■ PASSAGE PROVIDED:

MySQL syntax compatibility

The standard CREATE TABLE syntax of AnalyticDB for MySQL must contain the DISTRIBUTED BY ... clause. The CREATE TABLE syntax of MySQL does not contain the DISTRIBUTED BY ... clause. By default, AnalyticDB for MySQL is compatible with the CREATE TABLE syntax of MySQL. You can use one of the following methods to resolve the compatibility issues caused by the DISTRIBUTED BY ... clause:

  • By default, if a MySQL table contains a primary key, AnalyticDB for MySQL uses the primary key as the COLUMN value of the DISTRIBUTED BY COLUMN clause.
    CREATE TABLE t (c1 bigint, c2 int, c3 varchar, primary key(c1,c2));
    Query OK, 0 rows affected (2.37 sec)
    
    SHOW CREATE TABLE t;
    +-------+-------------------------------------------------------------------------------------------------------------------------------+
    | Table | Create Table                                                                                                                  |
    +-------+-------------------------------------------------------------------------------------------------------------------------------+
    | t     | Create Table `t` (
     `c1` bigint,
     `c2` int,
     `c3` varchar,
     primary key (c1,c2)

■ STORED DATA:
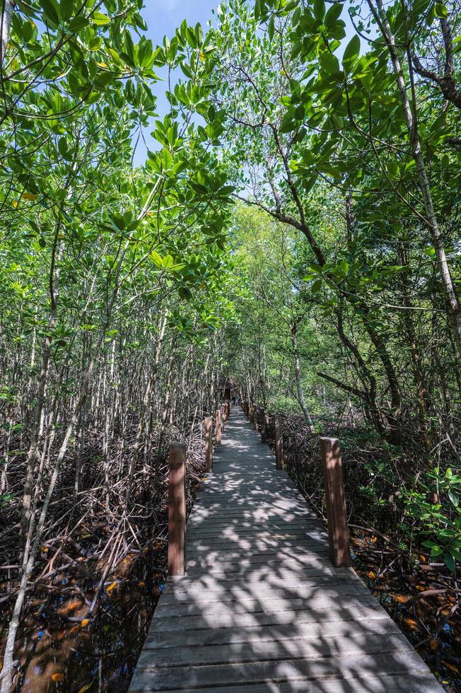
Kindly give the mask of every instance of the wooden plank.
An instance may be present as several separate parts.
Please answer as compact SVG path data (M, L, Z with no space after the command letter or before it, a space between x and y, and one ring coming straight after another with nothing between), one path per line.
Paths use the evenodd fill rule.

■ WHAT YOU WILL DO:
- A) Using the passage on MySQL syntax compatibility, decide whether each statement agrees with it. Answer yes or no and quote the words that settle it. (i) The CREATE TABLE syntax of MySQL includes the DISTRIBUTED BY ... clause. (ii) By default, AnalyticDB for MySQL is compatible with the CREATE TABLE syntax of MySQL. (iii) When a MySQL table has a primary key, AnalyticDB for MySQL uses that key as the COLUMN value of the DISTRIBUTED BY COLUMN clause by default.
- B) List every column defined in the sample CREATE TABLE statement in the passage on MySQL syntax compatibility, each with its data type.
- C) From the passage on MySQL syntax compatibility, return the text that begins at the words "The standard CREATE" and ends after "affected (2.37 sec)".
None of the material is needed here.

■ TASK-BY-TASK OUTPUTS:
- A)
(i) No: "The CREATE TABLE syntax of MySQL does not contain the DISTRIBUTED BY ... clause."
(ii) Yes: "By default, AnalyticDB for MySQL is compatible with the CREATE TABLE syntax of MySQL."
(iii) Yes: "By default, if a MySQL table contains a primary key, AnalyticDB for MySQL uses the primary key as the COLUMN value of the DISTRIBUTED BY COLUMN clause."

- B)
- c1: bigint
- c2: int
- c3: varchar

- C)
The standard CREATE TABLE syntax of AnalyticDB for MySQL must contain the DISTRIBUTED BY ... clause. The CREATE TABLE syntax of MySQL does not contain the DISTRIBUTED BY ... clause. By default, AnalyticDB for MySQL is compatible with the CREATE TABLE syntax of MySQL. You can use one of the following methods to resolve the compatibility issues caused by the DISTRIBUTED BY ... clause:

  • By default, if a MySQL table contains a primary key, AnalyticDB for MySQL uses the primary key as the COLUMN value of the DISTRIBUTED BY COLUMN clause.
    CREATE TABLE t (c1 bigint, c2 int, c3 varchar, primary key(c1,c2));
    Query OK, 0 rows affected (2.37 sec)